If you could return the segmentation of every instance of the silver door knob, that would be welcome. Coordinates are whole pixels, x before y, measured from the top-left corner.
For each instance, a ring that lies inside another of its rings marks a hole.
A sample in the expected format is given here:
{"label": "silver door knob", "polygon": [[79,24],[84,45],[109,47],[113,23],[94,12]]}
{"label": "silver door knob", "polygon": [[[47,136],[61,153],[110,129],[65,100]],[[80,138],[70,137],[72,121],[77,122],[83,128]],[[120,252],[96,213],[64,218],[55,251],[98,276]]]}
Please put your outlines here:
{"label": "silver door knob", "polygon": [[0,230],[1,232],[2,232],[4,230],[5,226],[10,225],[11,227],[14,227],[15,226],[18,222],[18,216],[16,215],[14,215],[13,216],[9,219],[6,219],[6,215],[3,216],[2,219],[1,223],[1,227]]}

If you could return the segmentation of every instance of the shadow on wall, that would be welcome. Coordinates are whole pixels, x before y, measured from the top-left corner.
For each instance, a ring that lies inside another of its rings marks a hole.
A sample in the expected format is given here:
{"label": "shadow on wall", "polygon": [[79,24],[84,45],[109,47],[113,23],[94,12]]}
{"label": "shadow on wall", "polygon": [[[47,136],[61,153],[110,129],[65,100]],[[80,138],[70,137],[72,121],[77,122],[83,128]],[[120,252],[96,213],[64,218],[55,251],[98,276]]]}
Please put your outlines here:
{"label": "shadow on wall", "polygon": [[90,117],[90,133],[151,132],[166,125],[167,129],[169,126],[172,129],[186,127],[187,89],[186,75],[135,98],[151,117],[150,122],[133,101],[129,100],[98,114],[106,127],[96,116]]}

· · ·

▶ [WORK TO COMPLETE] Copy out every one of the records above exactly, leaving nothing out.

▶ [RESULT]
If you could return the segmentation of every instance of the silver door knob, that would be welcome. Coordinates are whole pixels, x before y, measured from the top-left corner.
For each instance, a ring that lies inside another of its rings marks a hole.
A sample in the expected format is given here:
{"label": "silver door knob", "polygon": [[79,24],[84,45],[109,47],[113,23],[94,12]]}
{"label": "silver door knob", "polygon": [[[47,136],[61,153],[110,129],[65,100]],[[80,138],[70,137],[72,121],[77,122],[83,128]],[[120,252],[96,213],[64,218],[55,251],[98,276]]]}
Please put your outlines here:
{"label": "silver door knob", "polygon": [[0,230],[1,232],[2,232],[4,230],[5,226],[10,225],[11,227],[14,227],[15,226],[18,222],[18,216],[16,215],[14,215],[13,216],[9,219],[6,219],[6,215],[3,216],[2,219],[1,223],[1,227]]}

If you could return the segmentation of every instance of the shadow on wall, that would be welcome. Coordinates are whole pixels, x before y, measured from the top-left corner.
For each instance, a ring that lies inside another of its rings marks a hole.
A sample in the expected format is given here:
{"label": "shadow on wall", "polygon": [[79,24],[84,45],[109,47],[113,23],[94,12]]}
{"label": "shadow on wall", "polygon": [[[47,136],[61,153],[110,129],[65,100]],[[80,138],[70,137],[72,121],[77,122],[83,128]],[[120,252],[96,213],[64,218],[55,251],[98,276]]]}
Please put your outlines here:
{"label": "shadow on wall", "polygon": [[90,117],[90,133],[151,132],[166,125],[167,129],[169,126],[172,129],[186,127],[187,89],[186,75],[135,98],[151,117],[150,122],[133,101],[129,100],[98,114],[106,127],[96,116]]}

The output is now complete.